# START OF Quoted passage

The documentary follows a 230-mile, eight day running odyssey in Haiti.

As a nation, Haiti isn’t the first place to come to mind when you think of deeply ingrained running cultures. In fact, according to accomplished ultrarunner and author Dean Karnazes, the idea of running for pleasure is a foreign concept to Haitians who, in many cases, are simply struggling to survive. Yet running also has the ability to unite people.

Karnazes was one of 20 people who ventured to Haiti in February for the 2016 Run Across Haiti, a benefit for Team Tassy—a charitable organization founded by Ian Rosenberger in 2010. In addition to being Team Tassy’s largest fundraiser, the run is meant to be a vehicle to help end poverty through job training and placement.

Further, a new documentary short film released on June 1, follows Karnazes and his teammates on their 230-mile, eight day running odyssey from the northernmost tip of Haiti in Cap Haitian to it’s most southerly point in Jacmel. Unlike many adventure films, this one doesn’t have a crisp, happy ending. Haiti is impoverished, polluted and deforested, with no easy solution in sight.

# END OF Quoted passage
# START OF Dataset content

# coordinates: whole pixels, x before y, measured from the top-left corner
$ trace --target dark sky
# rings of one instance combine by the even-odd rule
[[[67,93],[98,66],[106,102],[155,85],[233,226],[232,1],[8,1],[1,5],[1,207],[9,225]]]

# END OF Dataset content

Problems to work on:
(1) From the Haiti run passage, transcribe the stretch from "Further, a new" through "solution in sight.".
(2) Answer these questions using the Haiti run passage:
(a) How many people went to Haiti for the 2016 Run Across Haiti?
(b) Who founded Team Tassy, and in what year?
(c) On what date was the documentary short film released?

Solutions to the exercise:
(1)
Further, a new documentary short film released on June 1, follows Karnazes and his teammates on their 230-mile, eight day running odyssey from the northernmost tip of Haiti in Cap Haitian to it’s most southerly point in Jacmel. Unlike many adventure films, this one doesn’t have a crisp, happy ending. Haiti is impoverished, polluted and deforested, with no easy solution in sight.

(2)
(a) 20 people.
(b) Ian Rosenberger, in 2010.
(c) June 1.